§ **Entries provided**
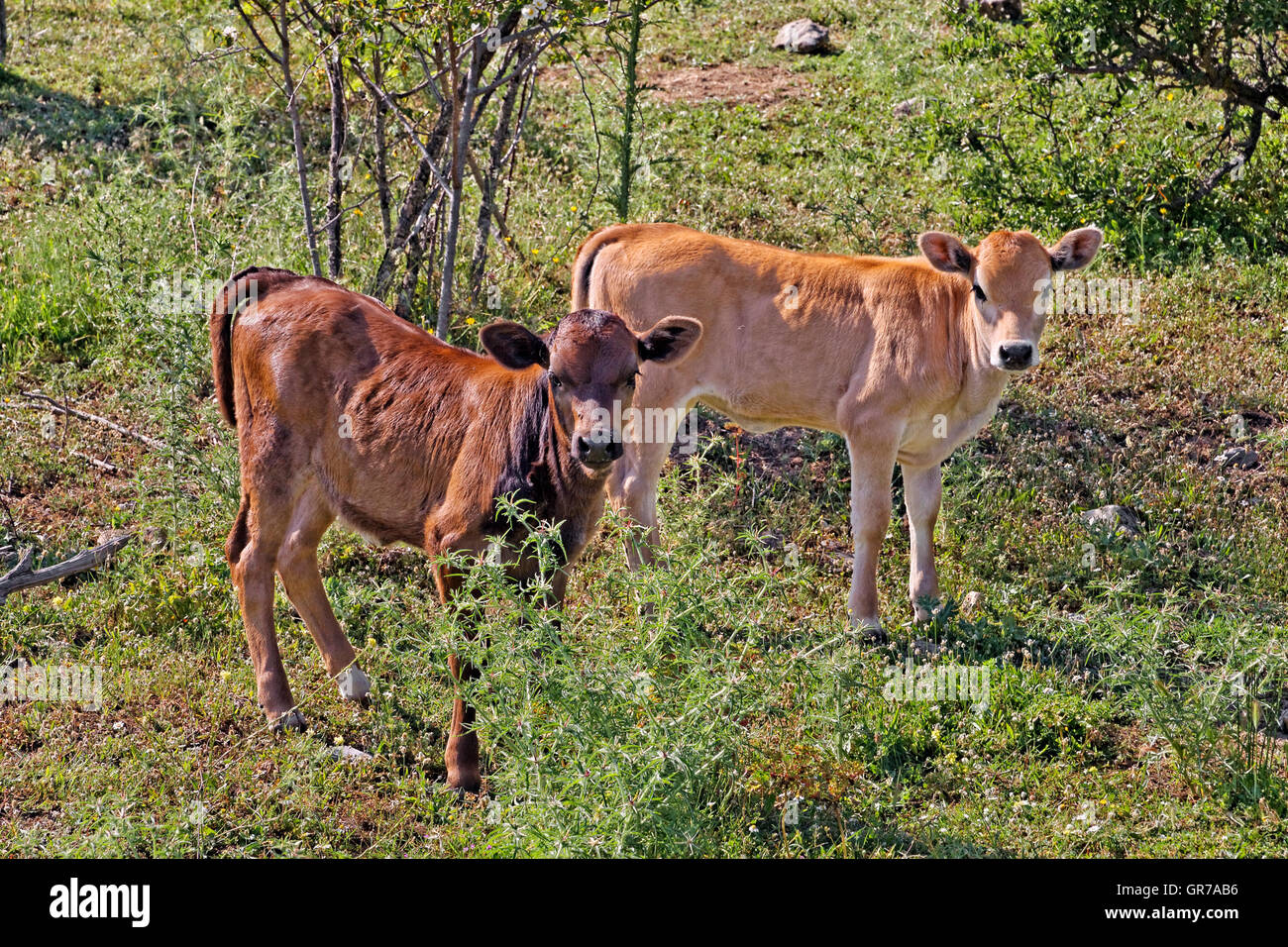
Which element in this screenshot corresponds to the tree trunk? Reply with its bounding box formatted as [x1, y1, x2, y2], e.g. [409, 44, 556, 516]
[277, 0, 322, 275]
[326, 49, 348, 279]
[471, 42, 528, 301]
[434, 39, 483, 342]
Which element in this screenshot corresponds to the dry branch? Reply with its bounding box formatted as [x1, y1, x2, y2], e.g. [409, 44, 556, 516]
[0, 532, 134, 604]
[21, 391, 166, 451]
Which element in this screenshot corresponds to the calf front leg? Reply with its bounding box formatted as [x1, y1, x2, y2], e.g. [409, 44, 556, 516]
[903, 464, 943, 621]
[847, 436, 894, 642]
[434, 563, 483, 792]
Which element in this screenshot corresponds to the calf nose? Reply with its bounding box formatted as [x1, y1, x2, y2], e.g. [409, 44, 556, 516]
[997, 342, 1033, 368]
[575, 432, 622, 466]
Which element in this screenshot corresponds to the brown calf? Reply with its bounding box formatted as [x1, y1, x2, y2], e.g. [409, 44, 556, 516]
[572, 224, 1102, 638]
[210, 268, 702, 791]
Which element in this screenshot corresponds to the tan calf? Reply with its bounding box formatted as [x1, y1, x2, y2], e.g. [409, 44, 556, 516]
[574, 224, 1102, 638]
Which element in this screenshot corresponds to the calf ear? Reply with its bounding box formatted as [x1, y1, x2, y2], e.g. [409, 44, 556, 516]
[917, 231, 975, 275]
[480, 321, 550, 368]
[1047, 227, 1105, 269]
[635, 316, 702, 365]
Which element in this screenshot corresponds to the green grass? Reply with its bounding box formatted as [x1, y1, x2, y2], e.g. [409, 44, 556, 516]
[0, 0, 1288, 857]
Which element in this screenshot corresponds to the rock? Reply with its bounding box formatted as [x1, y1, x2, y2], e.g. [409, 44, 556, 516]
[976, 0, 1024, 21]
[326, 743, 375, 763]
[1216, 447, 1261, 471]
[773, 20, 829, 53]
[1082, 504, 1140, 536]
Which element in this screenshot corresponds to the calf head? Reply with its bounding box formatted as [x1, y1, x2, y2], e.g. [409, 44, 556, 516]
[919, 227, 1103, 371]
[480, 309, 702, 475]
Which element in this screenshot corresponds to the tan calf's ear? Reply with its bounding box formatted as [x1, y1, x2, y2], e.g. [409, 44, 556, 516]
[635, 316, 702, 365]
[1047, 227, 1105, 269]
[917, 231, 975, 275]
[480, 321, 550, 368]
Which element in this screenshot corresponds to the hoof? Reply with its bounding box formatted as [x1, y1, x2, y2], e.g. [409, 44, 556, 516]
[335, 665, 371, 704]
[268, 710, 305, 733]
[447, 770, 483, 798]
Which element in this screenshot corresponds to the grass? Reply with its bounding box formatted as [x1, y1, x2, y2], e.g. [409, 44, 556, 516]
[0, 0, 1288, 857]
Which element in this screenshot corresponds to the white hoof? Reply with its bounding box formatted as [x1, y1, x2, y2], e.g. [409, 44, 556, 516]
[335, 665, 371, 701]
[268, 710, 305, 733]
[854, 618, 888, 644]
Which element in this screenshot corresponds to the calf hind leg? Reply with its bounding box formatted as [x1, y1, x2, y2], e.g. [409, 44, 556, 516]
[227, 492, 304, 730]
[277, 491, 371, 702]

§ **Set task**
Update all of the items above by replacing "screenshot" with "photo" and keeping everything else the same. Leave the pictures out of your answer.

§ **Response for this exercise**
Which element in this photo corresponds to the tree trunk? Reply with its bounding box formatted as [x1, y1, x2, y2], e.g. [409, 44, 556, 516]
[277, 0, 322, 275]
[326, 49, 348, 279]
[471, 42, 528, 301]
[434, 39, 483, 342]
Which element in this photo corresponds to the dry branch? Reply with its bounding box formatted as [x1, y1, x2, y2], e.g. [409, 44, 556, 516]
[0, 532, 134, 604]
[21, 391, 166, 451]
Which element in this photo corresponds to the calf front leg? Reply with its bounding box formatted as [x1, y1, x2, y2], e.g. [409, 44, 556, 516]
[903, 464, 943, 621]
[847, 436, 894, 642]
[434, 563, 483, 792]
Which element in this photo corresponds to the calf nose? Reply with its bounding box formatted as [x1, y1, x2, y2], e.g. [409, 44, 556, 516]
[997, 342, 1033, 368]
[575, 432, 622, 466]
Which element in this photo corresponds to the brown calf? Reply with its bounding box formatted as [x1, y1, x2, y2], e.g. [409, 44, 556, 516]
[572, 224, 1102, 638]
[210, 268, 702, 791]
Which element in this photo corresponds to the tan calf? Reply with its bounding box formatted as [x1, y1, x2, y2], e.g. [409, 44, 556, 516]
[574, 224, 1102, 638]
Which element in this photo corresponds to the calf ear? Reply with its bounding box formatted as [x1, y1, x2, y2], e.g. [409, 44, 556, 516]
[917, 231, 975, 275]
[480, 321, 550, 368]
[1047, 227, 1105, 269]
[635, 316, 702, 365]
Which element in this photo corresponds to the green grass? Reply with its bounding box formatted as [x1, y1, x2, y2], e.g. [409, 44, 556, 516]
[0, 0, 1288, 857]
Which element in this photo corresponds to the rock? Reply with its bounding box formatted as [x1, y1, x2, y2], e.g. [409, 44, 556, 516]
[976, 0, 1024, 21]
[326, 743, 375, 763]
[1216, 447, 1261, 471]
[773, 20, 829, 53]
[1082, 504, 1140, 536]
Which element in this photo corresponds to the calf head? Reply with its bounding box formatted as [x1, y1, x2, y2], e.g. [409, 44, 556, 516]
[919, 227, 1103, 371]
[480, 309, 702, 475]
Which element in this photo corresponds to the tan calf's ear? Reply with its bounding box formatted as [x1, y1, x2, y2], e.g. [409, 44, 556, 516]
[635, 316, 702, 365]
[1047, 227, 1105, 269]
[917, 231, 975, 275]
[480, 321, 550, 368]
Which element in this photo corresponds to the hoof? Reply with its bounding box formatted as [x1, y1, x2, y2], e.g. [409, 44, 556, 516]
[335, 665, 371, 704]
[268, 710, 305, 733]
[447, 770, 483, 798]
Which element in this photo corresponds to the grass? Reply with its bounding box formatted as [x1, y1, x2, y2], e.g. [409, 44, 556, 516]
[0, 0, 1288, 857]
Which element in this photo corresponds to the white hoof? Reply with its bounding box formatted as [x1, y1, x2, y2], e.g. [409, 44, 556, 516]
[335, 665, 371, 701]
[268, 710, 305, 733]
[854, 618, 888, 644]
Which element in this photo corresponds to the calf hind leg? Reply with its bounding box formatted as [x1, y1, x2, y2], e.g. [409, 44, 556, 516]
[227, 492, 304, 730]
[277, 491, 371, 702]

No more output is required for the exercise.